[YOUR OBJECTIVE]: Reproduce the data below verbatim, keeping every line in its original order.

[EXERCISE MATERIALS]:

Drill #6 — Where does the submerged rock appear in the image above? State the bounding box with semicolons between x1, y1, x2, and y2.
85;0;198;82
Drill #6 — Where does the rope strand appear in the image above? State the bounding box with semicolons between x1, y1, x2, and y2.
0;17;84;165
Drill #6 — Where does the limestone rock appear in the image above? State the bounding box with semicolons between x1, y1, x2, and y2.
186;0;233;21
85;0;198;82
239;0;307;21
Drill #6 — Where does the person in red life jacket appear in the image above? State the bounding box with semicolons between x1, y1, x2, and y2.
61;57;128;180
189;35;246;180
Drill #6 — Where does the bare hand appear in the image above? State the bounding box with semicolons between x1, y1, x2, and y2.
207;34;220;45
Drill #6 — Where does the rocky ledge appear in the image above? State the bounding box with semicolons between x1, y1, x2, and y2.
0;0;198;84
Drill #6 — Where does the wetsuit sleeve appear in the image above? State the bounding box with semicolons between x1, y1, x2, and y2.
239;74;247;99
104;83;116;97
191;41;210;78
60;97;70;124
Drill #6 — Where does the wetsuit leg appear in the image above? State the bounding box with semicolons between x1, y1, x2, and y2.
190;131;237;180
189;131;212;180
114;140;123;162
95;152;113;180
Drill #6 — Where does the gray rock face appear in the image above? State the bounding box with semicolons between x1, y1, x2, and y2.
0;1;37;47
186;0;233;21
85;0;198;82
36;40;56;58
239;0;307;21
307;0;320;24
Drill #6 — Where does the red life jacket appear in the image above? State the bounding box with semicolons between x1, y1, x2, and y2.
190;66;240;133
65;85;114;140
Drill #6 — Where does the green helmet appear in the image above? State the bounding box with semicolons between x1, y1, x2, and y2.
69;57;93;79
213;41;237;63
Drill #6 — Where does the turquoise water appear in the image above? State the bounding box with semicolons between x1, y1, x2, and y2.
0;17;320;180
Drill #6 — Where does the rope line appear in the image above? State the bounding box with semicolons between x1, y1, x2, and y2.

[WRITTEN ANSWER]:
Drill #6 — Where does the submerged rock appear in the image above? State the bounding box with semicolons between x1, y1, x2, and y2.
85;0;198;82
Drill #6 — Where does the rope strand appear in the image above? State the bounding box with semicolons between x1, y1, x2, and y2.
0;17;84;165
Drill #6 — Where does the limestone rock appear in the image above? State the bounding box with semicolons between x1, y1, x2, and y2.
186;0;233;21
85;0;198;82
239;0;307;21
Drill #6 — Where does the person in red life jacket appear in the image above? State the bounding box with semicolons between x1, y1, x2, and y2.
61;57;128;180
189;35;246;180
Drill #6 — Where does the bare hand appear in the image above? State the bounding box with semicolons between x1, y1, x2, and y2.
207;34;220;45
Drill #6 — Where does the rocky ledge appear in the image above? State the bounding box with semicolons between x1, y1, x2, and y2.
0;0;198;84
Drill #6 — Where does the wetsuit sleeve appear in the image above? State the bounding box with semicolons between x1, y1, x2, and y2.
239;74;247;99
104;83;116;97
191;41;210;78
60;97;70;124
Drill #6 — Where does the wetsuit leg appear in the image above? State the bounding box with semicolons between x1, y1, x2, and y2.
190;131;237;180
189;131;212;180
114;140;123;162
95;152;113;180
Drill #6 — Where does the gray rock face appear in the image above? State the bounding box with semicolons between x1, y1, x2, and y2.
0;1;37;47
186;0;233;21
85;0;198;82
36;40;56;58
239;0;307;21
307;0;320;24
Drill #6 — Where does the red life jacket appear in the image above? State the bounding box with semicolons between x1, y1, x2, and y2.
190;66;240;133
65;85;114;140
Drill #6 — Where does the green helmet appear in the image above? State the bounding box with semicolons between x1, y1, x2, and y2.
69;57;93;79
213;41;237;63
Drill #6 — Where does the turquoise water appear in the image above? State the bounding box with semicolons between x1, y1, x2, and y2.
0;17;320;180
Drill #6 — Where does the rope line appear in the image above? State the bounding box with semicolons between x1, y1, x2, and y2.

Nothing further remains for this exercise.